### Consigne
Recopiez uniquement le passage allant de la ligne qui contient "Target: seated man leaning back" jusqu'à la fin des entrées, ces deux bornes incluses et les demandes comprises. Multipliez par 1,85 chaque coordonnée figurant dans les réponses et arrondissez-la à l'entier le plus proche, les demis étant arrondis vers le haut.

==*==

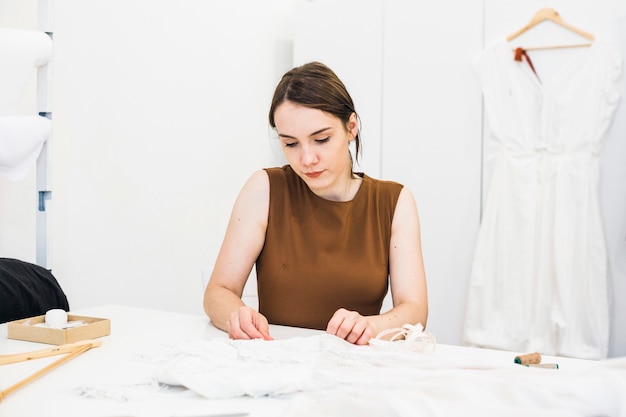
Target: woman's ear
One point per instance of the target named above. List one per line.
(353, 125)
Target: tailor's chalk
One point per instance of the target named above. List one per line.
(543, 365)
(530, 358)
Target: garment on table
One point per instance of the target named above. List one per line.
(539, 274)
(323, 375)
(320, 255)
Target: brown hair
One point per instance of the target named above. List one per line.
(316, 86)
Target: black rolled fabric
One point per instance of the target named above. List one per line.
(28, 290)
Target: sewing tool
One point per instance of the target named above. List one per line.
(72, 350)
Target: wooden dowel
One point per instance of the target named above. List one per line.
(78, 350)
(43, 353)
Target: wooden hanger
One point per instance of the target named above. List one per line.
(550, 14)
(72, 350)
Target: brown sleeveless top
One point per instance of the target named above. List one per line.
(320, 255)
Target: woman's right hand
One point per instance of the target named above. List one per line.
(247, 323)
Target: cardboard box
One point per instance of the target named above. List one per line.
(26, 329)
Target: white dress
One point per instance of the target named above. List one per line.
(539, 274)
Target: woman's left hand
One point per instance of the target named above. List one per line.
(351, 326)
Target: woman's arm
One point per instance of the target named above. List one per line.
(407, 281)
(242, 244)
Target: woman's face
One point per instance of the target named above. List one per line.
(315, 144)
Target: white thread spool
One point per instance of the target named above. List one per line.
(56, 317)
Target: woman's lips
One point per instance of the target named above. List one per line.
(314, 174)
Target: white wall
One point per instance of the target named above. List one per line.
(160, 114)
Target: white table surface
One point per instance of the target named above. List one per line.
(124, 381)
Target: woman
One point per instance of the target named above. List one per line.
(326, 241)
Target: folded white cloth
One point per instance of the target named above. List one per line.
(324, 375)
(21, 139)
(21, 52)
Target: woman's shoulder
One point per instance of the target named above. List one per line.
(382, 184)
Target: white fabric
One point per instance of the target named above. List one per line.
(21, 140)
(324, 375)
(21, 52)
(539, 275)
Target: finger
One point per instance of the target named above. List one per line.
(335, 322)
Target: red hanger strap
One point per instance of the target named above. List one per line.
(520, 54)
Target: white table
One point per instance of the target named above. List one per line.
(122, 383)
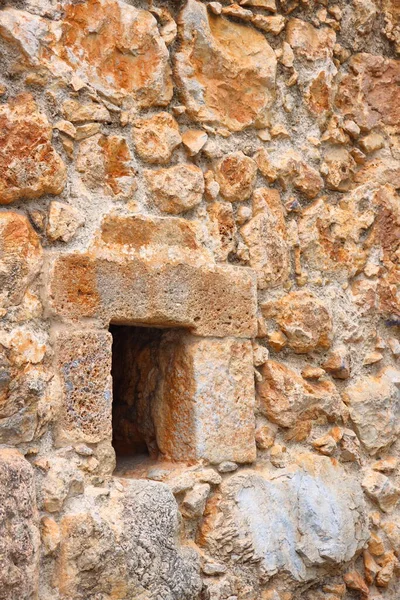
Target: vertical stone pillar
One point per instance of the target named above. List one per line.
(205, 403)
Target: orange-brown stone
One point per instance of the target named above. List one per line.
(225, 70)
(29, 165)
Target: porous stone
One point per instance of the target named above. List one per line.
(156, 138)
(225, 70)
(102, 538)
(374, 403)
(105, 163)
(177, 189)
(236, 175)
(112, 284)
(63, 222)
(19, 527)
(84, 365)
(29, 165)
(20, 257)
(127, 59)
(284, 397)
(266, 237)
(368, 94)
(309, 42)
(216, 419)
(322, 519)
(304, 319)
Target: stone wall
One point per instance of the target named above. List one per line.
(228, 174)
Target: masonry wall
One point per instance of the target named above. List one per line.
(228, 174)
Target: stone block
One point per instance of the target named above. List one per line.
(19, 528)
(205, 403)
(84, 367)
(211, 300)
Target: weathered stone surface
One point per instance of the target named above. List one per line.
(308, 42)
(210, 414)
(177, 189)
(225, 70)
(111, 45)
(284, 397)
(84, 365)
(304, 319)
(156, 138)
(312, 504)
(236, 175)
(369, 94)
(332, 238)
(212, 300)
(62, 480)
(29, 165)
(223, 228)
(380, 489)
(290, 168)
(20, 257)
(266, 237)
(19, 527)
(106, 164)
(374, 403)
(124, 544)
(63, 222)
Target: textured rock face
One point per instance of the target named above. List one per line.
(226, 70)
(285, 397)
(29, 165)
(199, 300)
(114, 47)
(125, 542)
(19, 525)
(216, 419)
(304, 518)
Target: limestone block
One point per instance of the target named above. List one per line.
(205, 403)
(156, 138)
(177, 189)
(236, 175)
(106, 164)
(20, 257)
(84, 367)
(63, 222)
(308, 42)
(124, 544)
(304, 319)
(374, 403)
(113, 46)
(225, 70)
(285, 397)
(304, 517)
(19, 528)
(265, 235)
(29, 165)
(212, 300)
(369, 93)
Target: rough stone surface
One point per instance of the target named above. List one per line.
(19, 525)
(156, 138)
(374, 405)
(226, 70)
(285, 397)
(311, 504)
(215, 421)
(125, 541)
(199, 300)
(20, 257)
(29, 165)
(266, 237)
(177, 189)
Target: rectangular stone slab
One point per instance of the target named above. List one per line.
(210, 300)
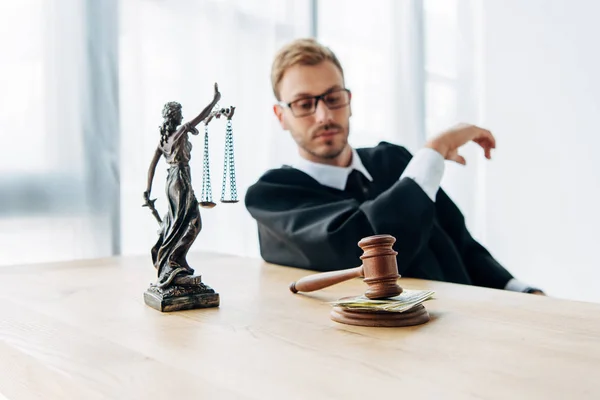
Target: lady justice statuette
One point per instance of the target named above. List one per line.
(177, 286)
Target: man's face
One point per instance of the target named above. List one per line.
(323, 135)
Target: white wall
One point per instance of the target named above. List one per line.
(541, 98)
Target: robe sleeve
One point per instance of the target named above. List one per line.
(309, 228)
(483, 269)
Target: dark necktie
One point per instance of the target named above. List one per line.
(357, 185)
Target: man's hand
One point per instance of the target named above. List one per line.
(448, 143)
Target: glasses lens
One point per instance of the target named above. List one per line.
(337, 99)
(303, 107)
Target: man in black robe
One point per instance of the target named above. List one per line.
(311, 215)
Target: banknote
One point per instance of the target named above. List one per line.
(401, 303)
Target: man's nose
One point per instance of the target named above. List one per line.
(322, 113)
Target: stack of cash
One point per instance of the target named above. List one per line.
(401, 303)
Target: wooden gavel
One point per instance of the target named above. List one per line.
(379, 268)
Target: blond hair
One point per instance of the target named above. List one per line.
(300, 52)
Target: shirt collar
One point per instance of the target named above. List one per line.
(330, 175)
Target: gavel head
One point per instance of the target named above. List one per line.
(380, 267)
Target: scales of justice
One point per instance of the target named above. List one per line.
(178, 287)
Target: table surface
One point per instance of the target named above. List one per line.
(81, 330)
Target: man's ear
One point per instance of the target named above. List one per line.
(278, 110)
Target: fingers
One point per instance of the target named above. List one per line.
(454, 156)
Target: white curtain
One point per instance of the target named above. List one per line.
(58, 171)
(83, 85)
(380, 49)
(175, 51)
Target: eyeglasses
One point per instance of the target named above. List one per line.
(334, 99)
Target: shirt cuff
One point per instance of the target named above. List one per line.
(426, 168)
(518, 286)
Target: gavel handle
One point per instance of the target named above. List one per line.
(319, 281)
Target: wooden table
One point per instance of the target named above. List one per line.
(80, 330)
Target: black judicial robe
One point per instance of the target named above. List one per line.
(304, 224)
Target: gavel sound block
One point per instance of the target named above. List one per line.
(380, 272)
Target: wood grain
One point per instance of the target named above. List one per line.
(81, 330)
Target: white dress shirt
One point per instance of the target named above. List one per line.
(426, 168)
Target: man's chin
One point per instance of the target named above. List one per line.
(329, 152)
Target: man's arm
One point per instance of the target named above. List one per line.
(313, 228)
(426, 168)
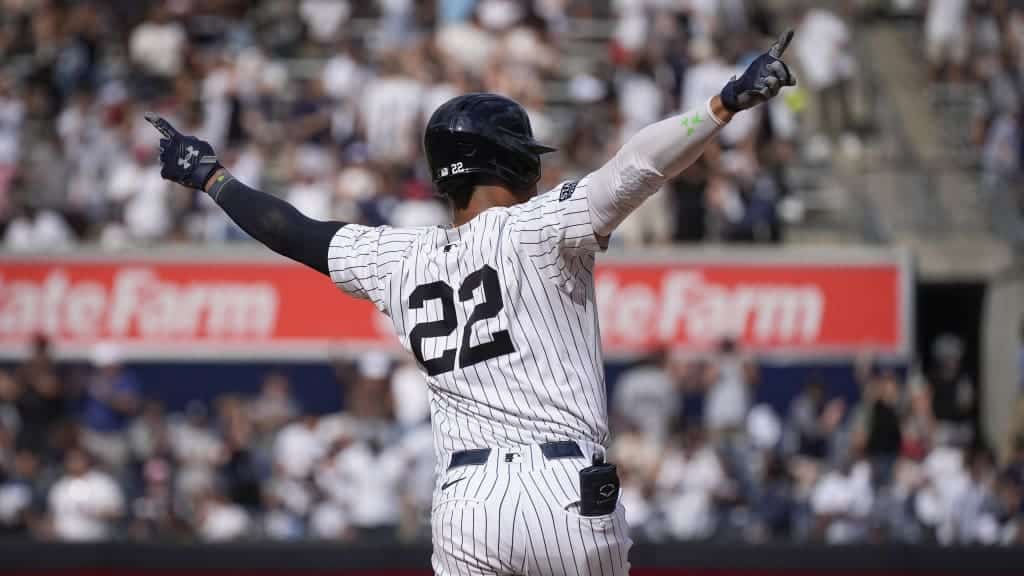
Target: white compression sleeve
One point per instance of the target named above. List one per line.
(653, 155)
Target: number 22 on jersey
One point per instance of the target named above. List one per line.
(501, 341)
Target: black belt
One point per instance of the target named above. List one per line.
(551, 451)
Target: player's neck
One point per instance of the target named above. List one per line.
(484, 198)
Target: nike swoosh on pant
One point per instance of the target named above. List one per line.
(448, 484)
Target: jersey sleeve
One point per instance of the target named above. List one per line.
(555, 228)
(360, 259)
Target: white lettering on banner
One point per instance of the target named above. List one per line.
(138, 302)
(686, 306)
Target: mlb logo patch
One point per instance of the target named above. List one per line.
(567, 190)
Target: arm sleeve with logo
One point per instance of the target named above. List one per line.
(646, 161)
(360, 259)
(554, 230)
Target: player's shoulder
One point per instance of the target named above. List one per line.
(380, 237)
(555, 199)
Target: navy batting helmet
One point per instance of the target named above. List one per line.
(483, 133)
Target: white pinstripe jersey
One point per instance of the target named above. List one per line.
(500, 314)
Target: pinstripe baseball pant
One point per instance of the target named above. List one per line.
(517, 513)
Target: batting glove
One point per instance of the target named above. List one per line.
(762, 80)
(185, 160)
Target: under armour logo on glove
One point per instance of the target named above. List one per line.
(185, 160)
(762, 80)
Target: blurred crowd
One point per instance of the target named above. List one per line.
(87, 454)
(901, 460)
(323, 101)
(980, 44)
(977, 47)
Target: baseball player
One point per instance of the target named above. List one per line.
(499, 311)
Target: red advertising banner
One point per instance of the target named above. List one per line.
(193, 305)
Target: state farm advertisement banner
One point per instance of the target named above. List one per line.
(198, 307)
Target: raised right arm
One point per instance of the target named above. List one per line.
(279, 225)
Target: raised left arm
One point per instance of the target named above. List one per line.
(663, 150)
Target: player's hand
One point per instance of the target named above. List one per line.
(185, 160)
(762, 80)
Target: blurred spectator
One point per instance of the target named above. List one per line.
(689, 480)
(645, 399)
(821, 46)
(947, 38)
(952, 391)
(879, 425)
(158, 44)
(813, 422)
(85, 502)
(220, 520)
(298, 447)
(842, 501)
(112, 398)
(274, 406)
(729, 396)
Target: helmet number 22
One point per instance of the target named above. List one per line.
(501, 341)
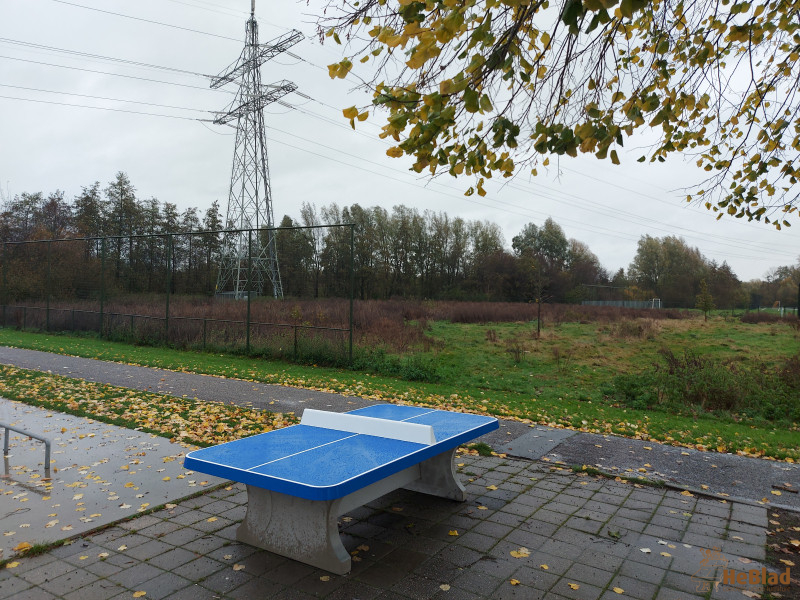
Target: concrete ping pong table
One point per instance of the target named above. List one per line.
(300, 479)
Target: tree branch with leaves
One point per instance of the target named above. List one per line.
(496, 87)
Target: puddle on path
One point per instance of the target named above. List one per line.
(99, 473)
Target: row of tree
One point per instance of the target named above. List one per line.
(402, 252)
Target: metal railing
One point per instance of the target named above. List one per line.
(35, 436)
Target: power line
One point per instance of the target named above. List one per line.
(150, 21)
(186, 85)
(134, 112)
(19, 87)
(100, 57)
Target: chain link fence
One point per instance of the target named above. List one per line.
(164, 289)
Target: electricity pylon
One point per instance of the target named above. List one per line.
(247, 258)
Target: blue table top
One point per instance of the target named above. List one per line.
(323, 464)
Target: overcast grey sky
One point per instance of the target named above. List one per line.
(52, 70)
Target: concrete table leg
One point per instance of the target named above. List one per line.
(304, 530)
(438, 478)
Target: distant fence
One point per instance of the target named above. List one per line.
(654, 303)
(161, 289)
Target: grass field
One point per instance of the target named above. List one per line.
(566, 377)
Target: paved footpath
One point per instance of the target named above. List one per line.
(530, 529)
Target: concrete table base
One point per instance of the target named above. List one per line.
(307, 530)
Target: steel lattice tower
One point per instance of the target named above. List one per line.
(250, 195)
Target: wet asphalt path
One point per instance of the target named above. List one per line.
(739, 477)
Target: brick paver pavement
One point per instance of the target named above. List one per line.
(572, 536)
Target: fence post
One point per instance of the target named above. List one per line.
(352, 286)
(249, 285)
(102, 282)
(170, 259)
(48, 285)
(5, 280)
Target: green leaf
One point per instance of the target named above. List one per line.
(471, 100)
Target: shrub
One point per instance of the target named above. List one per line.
(698, 383)
(639, 328)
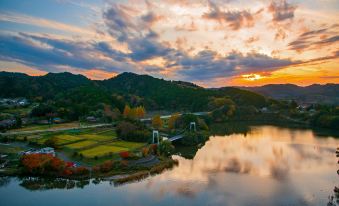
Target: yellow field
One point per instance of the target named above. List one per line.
(114, 147)
(102, 150)
(80, 145)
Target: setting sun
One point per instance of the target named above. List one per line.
(251, 77)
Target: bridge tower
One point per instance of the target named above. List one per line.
(155, 135)
(193, 126)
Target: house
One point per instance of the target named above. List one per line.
(58, 120)
(46, 150)
(91, 119)
(7, 123)
(70, 164)
(264, 110)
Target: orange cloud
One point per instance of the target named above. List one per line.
(96, 74)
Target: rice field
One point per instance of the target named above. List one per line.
(91, 143)
(102, 150)
(81, 145)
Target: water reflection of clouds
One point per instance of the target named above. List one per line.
(269, 157)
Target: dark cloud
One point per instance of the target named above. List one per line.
(281, 10)
(207, 65)
(48, 54)
(119, 23)
(234, 19)
(314, 39)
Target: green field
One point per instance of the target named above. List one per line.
(44, 127)
(114, 147)
(80, 145)
(8, 149)
(94, 142)
(102, 150)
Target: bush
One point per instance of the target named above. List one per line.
(106, 166)
(124, 155)
(42, 164)
(51, 142)
(81, 171)
(153, 149)
(145, 151)
(166, 148)
(193, 138)
(132, 132)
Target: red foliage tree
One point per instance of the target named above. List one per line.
(124, 155)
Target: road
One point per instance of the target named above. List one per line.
(52, 130)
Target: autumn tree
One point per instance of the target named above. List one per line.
(172, 120)
(140, 112)
(156, 122)
(127, 110)
(132, 113)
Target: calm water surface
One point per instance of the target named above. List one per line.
(267, 166)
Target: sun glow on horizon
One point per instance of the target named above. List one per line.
(252, 77)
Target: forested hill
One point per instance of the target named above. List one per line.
(69, 90)
(325, 94)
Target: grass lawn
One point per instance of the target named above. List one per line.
(114, 147)
(8, 149)
(43, 127)
(129, 145)
(19, 111)
(95, 137)
(80, 145)
(102, 150)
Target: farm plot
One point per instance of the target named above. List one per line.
(81, 144)
(102, 150)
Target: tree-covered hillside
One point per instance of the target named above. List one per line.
(75, 95)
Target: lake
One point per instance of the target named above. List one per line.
(264, 165)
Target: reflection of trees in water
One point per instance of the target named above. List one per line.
(334, 199)
(4, 181)
(38, 183)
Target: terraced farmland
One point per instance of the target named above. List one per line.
(91, 143)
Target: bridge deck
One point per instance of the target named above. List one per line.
(176, 137)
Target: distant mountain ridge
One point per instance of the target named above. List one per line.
(316, 93)
(125, 88)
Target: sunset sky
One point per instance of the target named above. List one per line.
(212, 43)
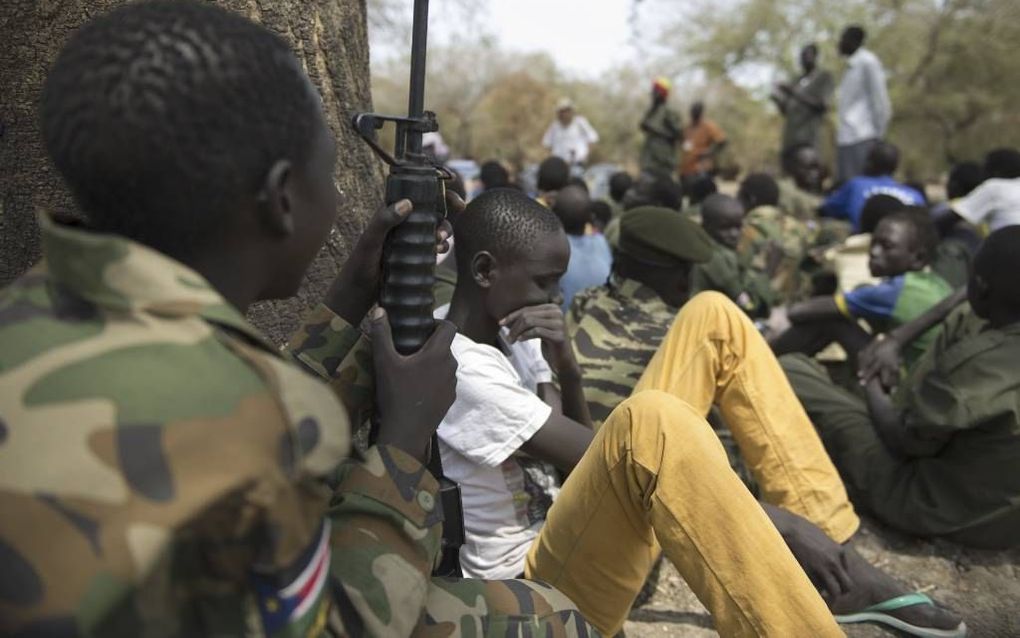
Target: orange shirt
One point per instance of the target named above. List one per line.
(699, 139)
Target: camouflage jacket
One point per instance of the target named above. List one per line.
(730, 275)
(615, 331)
(165, 471)
(798, 202)
(768, 226)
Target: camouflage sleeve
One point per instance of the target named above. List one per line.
(387, 524)
(340, 354)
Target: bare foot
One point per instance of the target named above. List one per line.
(871, 586)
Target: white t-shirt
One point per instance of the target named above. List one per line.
(864, 102)
(505, 496)
(996, 202)
(570, 142)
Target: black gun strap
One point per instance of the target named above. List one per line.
(435, 460)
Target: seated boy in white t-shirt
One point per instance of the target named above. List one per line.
(654, 475)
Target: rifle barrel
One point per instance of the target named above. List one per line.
(416, 88)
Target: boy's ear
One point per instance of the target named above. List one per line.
(921, 259)
(979, 292)
(274, 202)
(483, 268)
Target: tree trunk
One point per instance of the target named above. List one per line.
(328, 36)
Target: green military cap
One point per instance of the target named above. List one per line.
(661, 236)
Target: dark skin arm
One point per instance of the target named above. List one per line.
(412, 393)
(816, 308)
(356, 288)
(882, 358)
(821, 557)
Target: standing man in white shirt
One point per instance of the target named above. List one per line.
(864, 104)
(570, 135)
(996, 203)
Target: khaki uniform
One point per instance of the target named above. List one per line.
(966, 489)
(164, 470)
(727, 274)
(800, 203)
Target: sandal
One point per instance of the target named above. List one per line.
(878, 614)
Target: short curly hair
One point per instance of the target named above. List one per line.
(163, 116)
(504, 222)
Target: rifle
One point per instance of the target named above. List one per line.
(409, 257)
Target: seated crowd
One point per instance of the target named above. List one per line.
(200, 481)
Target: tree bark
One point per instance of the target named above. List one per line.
(329, 37)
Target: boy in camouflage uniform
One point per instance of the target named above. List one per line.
(164, 470)
(773, 243)
(936, 455)
(617, 331)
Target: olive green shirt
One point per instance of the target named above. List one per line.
(964, 395)
(658, 154)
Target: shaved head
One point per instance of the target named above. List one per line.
(573, 208)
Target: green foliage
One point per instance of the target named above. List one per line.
(951, 74)
(952, 78)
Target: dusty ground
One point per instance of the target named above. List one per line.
(982, 586)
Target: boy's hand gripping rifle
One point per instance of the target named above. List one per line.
(409, 258)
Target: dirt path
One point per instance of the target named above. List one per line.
(982, 586)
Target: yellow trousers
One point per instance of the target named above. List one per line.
(656, 474)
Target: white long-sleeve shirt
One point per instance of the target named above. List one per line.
(864, 102)
(570, 142)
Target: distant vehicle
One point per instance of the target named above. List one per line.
(468, 169)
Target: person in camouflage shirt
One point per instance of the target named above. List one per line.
(625, 336)
(726, 272)
(164, 470)
(774, 244)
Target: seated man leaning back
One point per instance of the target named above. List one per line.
(937, 455)
(638, 330)
(164, 469)
(654, 474)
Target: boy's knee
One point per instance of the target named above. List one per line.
(656, 418)
(800, 363)
(710, 304)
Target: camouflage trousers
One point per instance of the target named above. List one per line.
(512, 607)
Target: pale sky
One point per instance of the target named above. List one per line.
(583, 37)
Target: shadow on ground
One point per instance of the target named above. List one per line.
(982, 586)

==*==

### Résultat
Target: seated man leaning back
One point per instance of the target named above. List one per line.
(1733, 842)
(1180, 611)
(303, 868)
(1210, 877)
Target: boy's knee
One point per instance of the target named above. List one per line.
(1214, 773)
(1480, 672)
(1314, 562)
Target: camouflage trousers
One point per instance of the target named above. List one per line.
(947, 1123)
Target: pale sky
One point per instance of the target named above. List one per line.
(1079, 68)
Target: shadow on ground
One point per instance of the target named above. List one per line.
(1817, 1084)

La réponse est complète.